- **RAW RECORDS**
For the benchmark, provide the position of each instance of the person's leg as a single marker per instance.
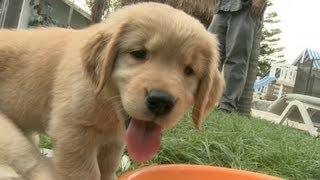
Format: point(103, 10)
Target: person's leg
point(218, 27)
point(239, 40)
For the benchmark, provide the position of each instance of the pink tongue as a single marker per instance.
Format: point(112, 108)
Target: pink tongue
point(143, 140)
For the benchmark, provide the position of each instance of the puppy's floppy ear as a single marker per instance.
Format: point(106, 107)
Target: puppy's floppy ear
point(209, 92)
point(99, 54)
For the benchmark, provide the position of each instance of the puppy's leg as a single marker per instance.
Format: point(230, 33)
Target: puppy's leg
point(17, 151)
point(75, 153)
point(109, 158)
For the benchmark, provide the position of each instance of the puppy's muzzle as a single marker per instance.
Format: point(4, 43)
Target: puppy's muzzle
point(159, 102)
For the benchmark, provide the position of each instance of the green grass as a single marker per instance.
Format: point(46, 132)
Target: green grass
point(230, 140)
point(242, 143)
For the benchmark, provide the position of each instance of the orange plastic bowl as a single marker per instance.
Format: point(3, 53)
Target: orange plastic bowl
point(192, 172)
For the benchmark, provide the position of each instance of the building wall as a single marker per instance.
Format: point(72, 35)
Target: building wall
point(12, 15)
point(24, 15)
point(60, 12)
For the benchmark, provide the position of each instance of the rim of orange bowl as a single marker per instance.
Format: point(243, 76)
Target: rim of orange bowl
point(164, 166)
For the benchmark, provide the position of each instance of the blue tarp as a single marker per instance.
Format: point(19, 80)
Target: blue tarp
point(265, 81)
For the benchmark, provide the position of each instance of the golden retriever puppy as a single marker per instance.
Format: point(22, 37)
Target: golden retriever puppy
point(147, 63)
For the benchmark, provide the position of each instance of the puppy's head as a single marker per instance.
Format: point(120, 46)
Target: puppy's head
point(161, 61)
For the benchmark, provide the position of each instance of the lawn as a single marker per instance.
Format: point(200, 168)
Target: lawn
point(230, 140)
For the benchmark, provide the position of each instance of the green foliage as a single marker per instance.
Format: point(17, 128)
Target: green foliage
point(270, 51)
point(38, 17)
point(234, 141)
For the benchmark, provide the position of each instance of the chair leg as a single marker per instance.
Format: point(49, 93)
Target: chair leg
point(304, 114)
point(286, 112)
point(306, 119)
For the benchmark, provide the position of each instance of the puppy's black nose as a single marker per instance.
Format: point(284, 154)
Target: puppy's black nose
point(159, 102)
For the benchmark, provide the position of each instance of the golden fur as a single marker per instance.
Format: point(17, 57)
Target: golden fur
point(79, 86)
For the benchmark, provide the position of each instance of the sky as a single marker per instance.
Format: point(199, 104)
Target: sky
point(299, 22)
point(300, 25)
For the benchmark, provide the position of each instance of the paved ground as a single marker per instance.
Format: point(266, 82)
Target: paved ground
point(7, 173)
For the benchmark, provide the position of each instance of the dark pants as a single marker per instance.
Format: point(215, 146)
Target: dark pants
point(235, 32)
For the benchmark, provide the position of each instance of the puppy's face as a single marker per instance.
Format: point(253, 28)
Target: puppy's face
point(160, 63)
point(158, 75)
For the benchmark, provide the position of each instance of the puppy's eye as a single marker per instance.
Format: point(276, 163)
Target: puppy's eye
point(188, 71)
point(139, 54)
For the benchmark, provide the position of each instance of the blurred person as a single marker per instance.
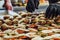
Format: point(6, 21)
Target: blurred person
point(23, 2)
point(8, 5)
point(32, 5)
point(36, 2)
point(53, 9)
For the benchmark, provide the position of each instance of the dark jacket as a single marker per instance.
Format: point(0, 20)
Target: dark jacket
point(52, 1)
point(53, 9)
point(36, 2)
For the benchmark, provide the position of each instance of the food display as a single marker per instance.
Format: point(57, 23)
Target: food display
point(28, 26)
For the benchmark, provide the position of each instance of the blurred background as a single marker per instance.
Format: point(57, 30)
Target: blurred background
point(20, 5)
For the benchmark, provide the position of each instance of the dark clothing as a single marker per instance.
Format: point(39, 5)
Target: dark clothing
point(53, 9)
point(32, 5)
point(36, 2)
point(53, 1)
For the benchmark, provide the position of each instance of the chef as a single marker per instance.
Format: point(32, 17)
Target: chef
point(53, 9)
point(32, 5)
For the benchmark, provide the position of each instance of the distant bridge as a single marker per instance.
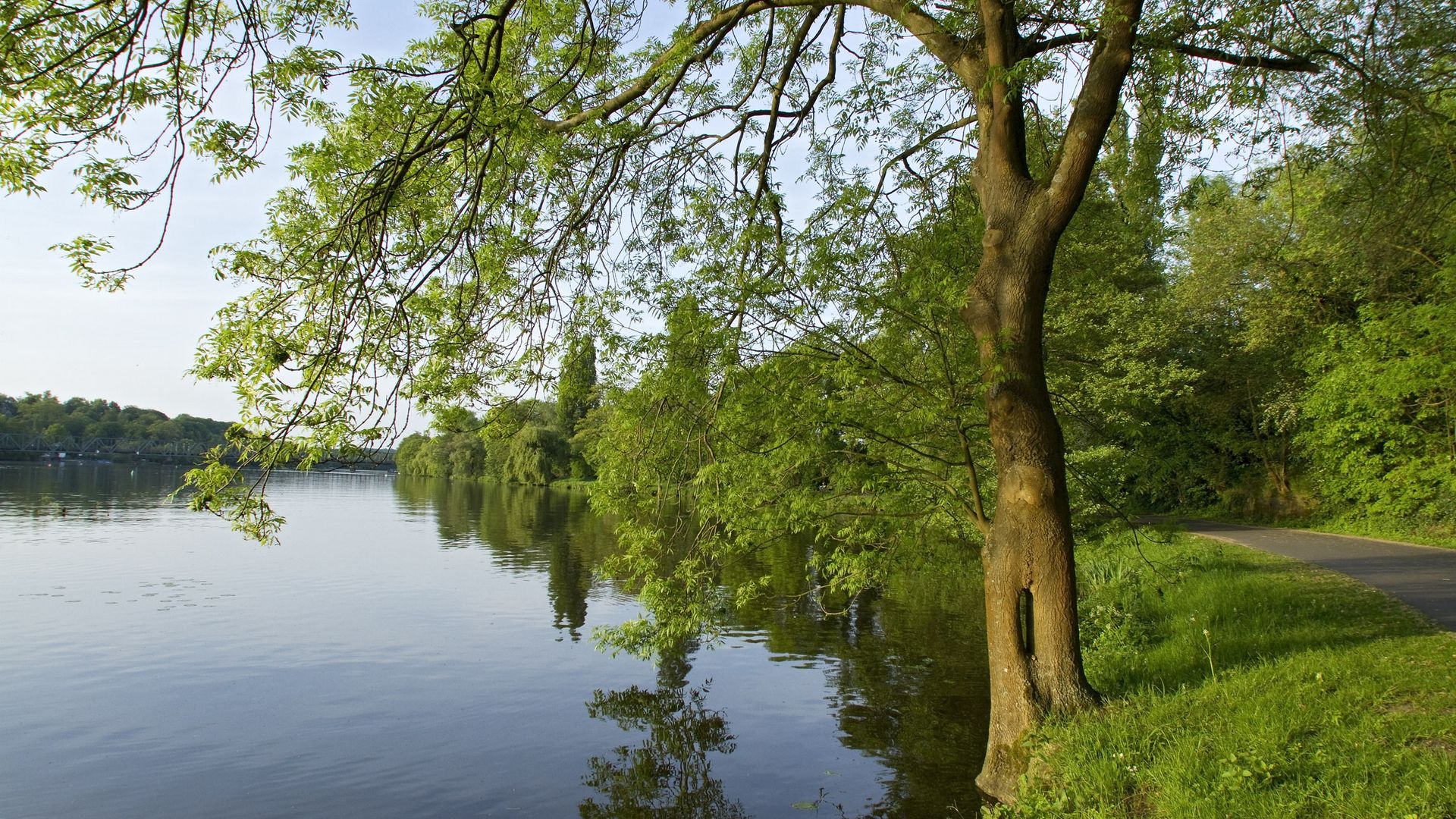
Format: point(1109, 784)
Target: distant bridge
point(142, 447)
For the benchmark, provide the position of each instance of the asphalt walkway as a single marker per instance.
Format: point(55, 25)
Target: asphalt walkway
point(1421, 576)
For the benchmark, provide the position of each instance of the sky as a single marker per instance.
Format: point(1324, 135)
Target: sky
point(136, 346)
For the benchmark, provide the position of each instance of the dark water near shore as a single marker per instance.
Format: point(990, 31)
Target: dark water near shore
point(422, 649)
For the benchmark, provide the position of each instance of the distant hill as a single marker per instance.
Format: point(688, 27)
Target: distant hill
point(80, 417)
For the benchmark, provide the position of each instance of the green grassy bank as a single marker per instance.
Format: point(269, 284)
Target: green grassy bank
point(1247, 686)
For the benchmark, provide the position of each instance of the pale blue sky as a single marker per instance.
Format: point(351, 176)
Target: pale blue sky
point(134, 347)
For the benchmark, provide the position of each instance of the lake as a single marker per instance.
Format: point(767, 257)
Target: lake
point(416, 648)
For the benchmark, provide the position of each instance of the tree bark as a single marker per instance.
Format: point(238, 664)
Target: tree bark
point(1031, 615)
point(1031, 601)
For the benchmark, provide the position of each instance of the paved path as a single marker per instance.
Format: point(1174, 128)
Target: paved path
point(1421, 576)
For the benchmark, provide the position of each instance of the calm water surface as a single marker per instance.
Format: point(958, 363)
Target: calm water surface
point(422, 649)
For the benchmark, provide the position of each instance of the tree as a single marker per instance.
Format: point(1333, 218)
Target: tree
point(79, 77)
point(533, 161)
point(576, 387)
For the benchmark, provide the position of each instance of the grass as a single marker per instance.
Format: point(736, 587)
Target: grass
point(1248, 686)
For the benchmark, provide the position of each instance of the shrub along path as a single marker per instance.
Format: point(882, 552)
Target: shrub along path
point(1424, 577)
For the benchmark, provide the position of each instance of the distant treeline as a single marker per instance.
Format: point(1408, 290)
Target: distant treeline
point(49, 416)
point(525, 442)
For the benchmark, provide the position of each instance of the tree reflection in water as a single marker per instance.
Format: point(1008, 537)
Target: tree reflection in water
point(667, 774)
point(906, 667)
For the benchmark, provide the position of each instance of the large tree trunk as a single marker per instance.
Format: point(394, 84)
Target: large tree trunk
point(1031, 615)
point(1031, 601)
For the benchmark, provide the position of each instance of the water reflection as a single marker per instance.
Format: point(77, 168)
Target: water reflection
point(526, 529)
point(905, 668)
point(669, 773)
point(86, 490)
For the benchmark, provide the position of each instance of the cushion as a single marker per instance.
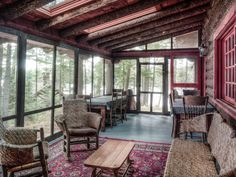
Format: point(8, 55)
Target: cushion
point(45, 148)
point(191, 147)
point(76, 119)
point(197, 124)
point(86, 131)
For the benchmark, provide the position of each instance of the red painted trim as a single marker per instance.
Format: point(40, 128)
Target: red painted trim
point(28, 27)
point(160, 53)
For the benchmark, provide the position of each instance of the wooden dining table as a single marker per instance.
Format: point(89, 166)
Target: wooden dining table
point(178, 111)
point(103, 104)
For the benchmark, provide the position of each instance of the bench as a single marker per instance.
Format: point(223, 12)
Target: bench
point(216, 158)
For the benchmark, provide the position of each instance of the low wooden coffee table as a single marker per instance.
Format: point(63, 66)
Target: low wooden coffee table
point(111, 156)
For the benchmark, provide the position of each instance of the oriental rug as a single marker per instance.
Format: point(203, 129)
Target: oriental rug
point(149, 160)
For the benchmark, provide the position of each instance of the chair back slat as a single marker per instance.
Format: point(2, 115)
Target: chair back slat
point(86, 97)
point(194, 106)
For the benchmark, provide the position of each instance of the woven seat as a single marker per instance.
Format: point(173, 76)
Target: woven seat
point(196, 159)
point(77, 122)
point(189, 165)
point(20, 150)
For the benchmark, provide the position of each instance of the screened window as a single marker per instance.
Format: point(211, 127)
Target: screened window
point(229, 67)
point(185, 70)
point(108, 76)
point(64, 73)
point(85, 74)
point(38, 83)
point(189, 40)
point(8, 70)
point(98, 75)
point(163, 44)
point(125, 75)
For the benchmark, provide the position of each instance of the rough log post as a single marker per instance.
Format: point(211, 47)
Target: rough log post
point(157, 30)
point(179, 31)
point(77, 12)
point(187, 5)
point(21, 7)
point(154, 24)
point(142, 5)
point(153, 33)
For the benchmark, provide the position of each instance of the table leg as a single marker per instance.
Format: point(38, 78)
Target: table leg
point(103, 114)
point(115, 173)
point(177, 125)
point(94, 172)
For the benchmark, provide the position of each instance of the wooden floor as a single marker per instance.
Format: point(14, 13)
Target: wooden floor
point(142, 127)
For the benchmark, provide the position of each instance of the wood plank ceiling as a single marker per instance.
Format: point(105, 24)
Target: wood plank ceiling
point(112, 25)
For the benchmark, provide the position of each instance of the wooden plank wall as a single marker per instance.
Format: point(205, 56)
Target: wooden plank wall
point(216, 15)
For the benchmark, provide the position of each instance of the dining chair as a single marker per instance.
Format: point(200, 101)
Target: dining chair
point(78, 125)
point(194, 108)
point(20, 150)
point(172, 113)
point(86, 97)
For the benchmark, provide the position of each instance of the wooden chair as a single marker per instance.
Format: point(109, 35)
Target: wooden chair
point(78, 125)
point(194, 108)
point(86, 97)
point(171, 113)
point(20, 150)
point(124, 104)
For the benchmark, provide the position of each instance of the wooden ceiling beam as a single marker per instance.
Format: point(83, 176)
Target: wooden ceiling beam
point(169, 11)
point(151, 25)
point(159, 30)
point(19, 8)
point(153, 36)
point(97, 5)
point(139, 6)
point(155, 39)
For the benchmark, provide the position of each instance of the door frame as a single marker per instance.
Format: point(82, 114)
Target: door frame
point(164, 87)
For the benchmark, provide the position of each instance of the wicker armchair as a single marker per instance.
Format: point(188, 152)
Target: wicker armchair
point(195, 115)
point(20, 150)
point(78, 125)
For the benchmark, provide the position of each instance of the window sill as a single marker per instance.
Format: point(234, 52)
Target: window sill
point(224, 106)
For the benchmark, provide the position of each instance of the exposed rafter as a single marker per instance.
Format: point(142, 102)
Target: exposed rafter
point(158, 30)
point(154, 24)
point(169, 11)
point(153, 36)
point(19, 8)
point(78, 28)
point(97, 5)
point(177, 33)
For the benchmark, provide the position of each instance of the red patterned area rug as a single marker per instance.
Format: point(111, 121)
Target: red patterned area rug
point(149, 160)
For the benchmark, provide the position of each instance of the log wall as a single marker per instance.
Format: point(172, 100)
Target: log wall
point(216, 18)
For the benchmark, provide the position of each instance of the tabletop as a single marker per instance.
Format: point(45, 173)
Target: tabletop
point(111, 155)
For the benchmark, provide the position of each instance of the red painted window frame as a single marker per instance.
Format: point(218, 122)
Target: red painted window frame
point(196, 85)
point(219, 82)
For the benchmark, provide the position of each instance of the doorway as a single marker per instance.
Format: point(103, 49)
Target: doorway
point(153, 87)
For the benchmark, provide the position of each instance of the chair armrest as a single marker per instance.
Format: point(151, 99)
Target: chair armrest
point(60, 121)
point(94, 120)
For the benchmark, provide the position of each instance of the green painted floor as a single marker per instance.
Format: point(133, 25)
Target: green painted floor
point(142, 127)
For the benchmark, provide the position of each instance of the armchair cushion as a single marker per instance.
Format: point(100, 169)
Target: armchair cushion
point(45, 150)
point(85, 131)
point(197, 124)
point(20, 136)
point(13, 155)
point(94, 120)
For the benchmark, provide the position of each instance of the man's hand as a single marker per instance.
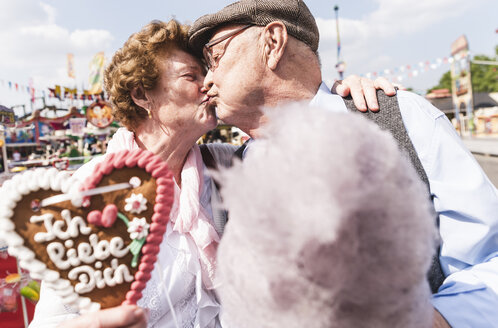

- **WHAT NEEDS TO BE DONE**
Edit the records from the line containing "tabletop as a single marker per instance." up to and including the line containing "point(111, 155)" so that "tabletop" becomes "table surface". Output only those lines, with everything else unchanged.

- **COMPLETE RESPONSE**
For the benchmark, provide the position of each instance of the table surface as a single marker per instance.
Format: point(45, 173)
Target: table surface
point(111, 155)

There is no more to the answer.